**What is needed**:
Print the entries that appear below, exactly as written and without their pictures.
━━━ Entries
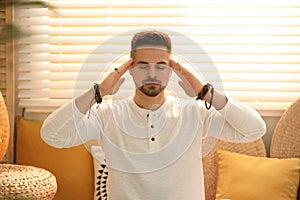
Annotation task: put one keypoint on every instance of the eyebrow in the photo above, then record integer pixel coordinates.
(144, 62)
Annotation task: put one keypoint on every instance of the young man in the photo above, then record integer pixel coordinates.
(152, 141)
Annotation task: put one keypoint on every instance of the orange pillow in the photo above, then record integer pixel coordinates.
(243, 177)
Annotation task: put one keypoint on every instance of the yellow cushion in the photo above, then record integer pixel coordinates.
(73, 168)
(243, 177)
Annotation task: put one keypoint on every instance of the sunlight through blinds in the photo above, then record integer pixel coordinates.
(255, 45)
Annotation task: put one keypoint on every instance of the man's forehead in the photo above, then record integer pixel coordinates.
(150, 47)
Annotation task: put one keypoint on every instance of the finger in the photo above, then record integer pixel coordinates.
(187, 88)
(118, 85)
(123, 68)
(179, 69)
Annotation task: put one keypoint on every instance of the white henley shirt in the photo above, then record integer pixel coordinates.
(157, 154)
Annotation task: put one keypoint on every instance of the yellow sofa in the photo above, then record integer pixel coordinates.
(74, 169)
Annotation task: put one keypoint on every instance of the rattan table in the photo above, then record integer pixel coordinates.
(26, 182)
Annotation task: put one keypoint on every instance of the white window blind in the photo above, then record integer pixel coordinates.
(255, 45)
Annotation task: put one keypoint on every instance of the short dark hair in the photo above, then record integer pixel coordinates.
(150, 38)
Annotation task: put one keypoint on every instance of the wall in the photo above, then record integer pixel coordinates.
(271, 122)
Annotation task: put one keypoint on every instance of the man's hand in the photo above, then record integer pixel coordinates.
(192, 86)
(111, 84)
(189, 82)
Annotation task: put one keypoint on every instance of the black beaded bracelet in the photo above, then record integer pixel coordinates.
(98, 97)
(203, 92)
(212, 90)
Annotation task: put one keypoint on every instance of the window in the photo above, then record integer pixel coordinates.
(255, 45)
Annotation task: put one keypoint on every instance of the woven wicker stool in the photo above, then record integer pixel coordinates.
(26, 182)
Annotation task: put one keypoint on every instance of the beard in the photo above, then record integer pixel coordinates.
━━━━━━
**Response to this task**:
Annotation task: put one keypoint on every instance of the eyebrow in the photo above, then record integer pixel coordinates.
(144, 62)
Annotation task: put one keypoint on every instance of the young man in the photo above, then record integer pixel coordinates.
(152, 141)
Annotation task: put one keypoint on every instance of the orange pillow in the photo above, then record integer pixel coordinates.
(243, 177)
Annotation task: put one keypoint on every instance of the yellow cushion in the photo above, then record integer pixel coordinates.
(73, 168)
(243, 177)
Annotation task: put one keypoint on every instance of the sunlight through blinds in the photo above, then record integer pixel coordinates.
(255, 45)
Annotation task: put one keypoint on every instance of the man's forehead in the photo above, then record integer pixel coordinates.
(150, 47)
Annotation task: put one keypoint on every instance of the finger in the photo above, then record integer pixel coordinates.
(187, 88)
(118, 85)
(123, 68)
(179, 69)
Annotation task: put one keypoint on every instance of the white henley shirt in the photo above, then record integer pixel coordinates.
(157, 154)
Annotation task: put one keypoint on every instance of the yellow sofa in the photo above, then record integer pixel coordinates.
(74, 169)
Annotation task: put one keypoint on every instance of the rattan table in the photo above, then record integer pixel coordinates.
(26, 182)
Annotation task: put one keypoint on every instance of the white window blind in the photo above, then record integer pixel coordinates.
(255, 45)
Annotation task: put one keypoint on every instance of the short dark hair in the photo above, then record integer pixel coordinates.
(150, 38)
Annotation task: put one keypoint on every instance of the wall in the photo above, then record integer pixel coordinates.
(271, 122)
Annotation task: put one keypoint on every instance of the man's hand in the photo above, then record integer pixel coordinates.
(192, 86)
(111, 84)
(189, 82)
Annotation task: put one keypoint on every instance of the black beaded bracelet in the photo above, then record integer pixel coordinates.
(98, 97)
(203, 92)
(212, 90)
Annotation task: put one keypoint on every instance of the window in the photo above, then record integer pixel coordinates.
(255, 45)
Annotation task: put one keypoint on every instance of the woven wicker stool in the photo above, then record integer pixel coordinates.
(26, 182)
Annotation task: put one keypoint on every instance of the beard in the photo above, then record integer pixel coordinates.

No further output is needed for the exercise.